Japanuary #5: Millennium Actress (Sennen Joyū, 2001)

Den Film habe ich mir quasi als zusätzliche Aufgabe zu den zehn Filmen von Ozu angesehen (wird Japanuary #8). Denn Regisseur Satoshi Kon soll die reale Schauspielerin Setsuko Hara als Vorbild genommen haben, die vor allem für ihre Rollen in Ozus Filmen bekannt war. In sechs der besten hat sie mitgespielt, dreimal davon als eine Frau namens Noriko (unter anderem im Meisterwerk Reise nach Tokio).

In Millennium Actress besuchen zwei Filmemacher die alt gewordene Schauspielerin Chiyoko Fujiwara, die seit dreißig Jahren zurückgezogen lebt. Sie wollen einen Dokumentarfilm über ihr Leben drehen, doch Regisseur Genya Tachibana hat noch etwas anderes im Sinn. Und so erzählt Chiyoko ihre Lebensgeschichte.

Und die weist durchaus Parallelen zu der von Setsuko Hara auf. Beide wurden vor dem 2. Weltkrieg durch Propagandafilme berühmt, Hara durch einen deutsch-japanische, der auf Deutsch den harmlosen Titel Die Tochter des Samurai trägt, auf Japanisch aber Atarashiki Tsuchi (Neue Erde). Chiyoko spielt in einem Kriegspropagandafilm mit, der in der besetzten Mandschurei spielt. Hara zog sich zurück, nachdem Ozu starb, Chiyoko wegen der Suche nach einem Unbekannten, der ihre einen Schlüssel gab und versprach, sie wiederzusehen.

Dieser Schlüssel ist auch der rote Faden durch den Film, der in einem wilden Assoziationssturm inszeniert ist, in dem die Grenzen zwischen Erinnerung, Film und Wirklichkeit verschmelzen. Die beiden Dokumentarfilmer befinden sich plötzlich mit Kamera in Chiyokos Vergangenheit, nur um kurz darauf Teil ihrer Filme zu werden. Trotzdem bleibt alles strukturiert, so dass wir der Handlung Folgen können, auch wenn es manchmal nicht so wirkt.

• _Vorliegende Daten_
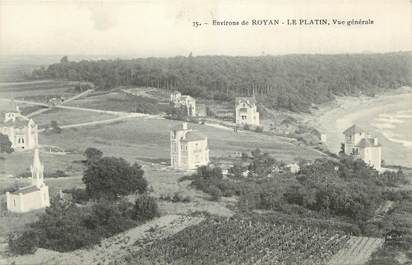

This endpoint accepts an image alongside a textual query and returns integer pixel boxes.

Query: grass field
[67,91,163,114]
[33,108,115,128]
[34,119,326,161]
[0,80,76,102]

• _Aufgaben und Übungen_
1. Stimmen diese Aussagen mit der Besprechung von Millennium Actress überein? (a) Chiyoko Fujiwara lebt seit dreißig Jahren zurückgezogen. (b) Der Kriegspropagandafilm mit Chiyoko spielt in Tokio. (c) Die beiden Dokumentarfilmer bleiben während des Films in der Gegenwart. Beantworte jede Aussage mit Ja oder Nein und zitiere die entscheidenden Worte des Textes wörtlich.
2. Gib aus der Besprechung von Millennium Actress den Abschnitt von „Den Film habe“ bis einschließlich „Reise nach Tokio).“ genau wieder.

• _Antworten der Reihe_
1.
(a) Ja: „die seit dreißig Jahren zurückgezogen lebt“
(b) Nein: „der in der besetzten Mandschurei spielt“
(c) Nein: „Die beiden Dokumentarfilmer befinden sich plötzlich mit Kamera in Chiyokos Vergangenheit“

2.
Den Film habe ich mir quasi als zusätzliche Aufgabe zu den zehn Filmen von Ozu angesehen (wird Japanuary #8). Denn Regisseur Satoshi Kon soll die reale Schauspielerin Setsuko Hara als Vorbild genommen haben, die vor allem für ihre Rollen in Ozus Filmen bekannt war. In sechs der besten hat sie mitgespielt, dreimal davon als eine Frau namens Noriko (unter anderem im Meisterwerk Reise nach Tokio).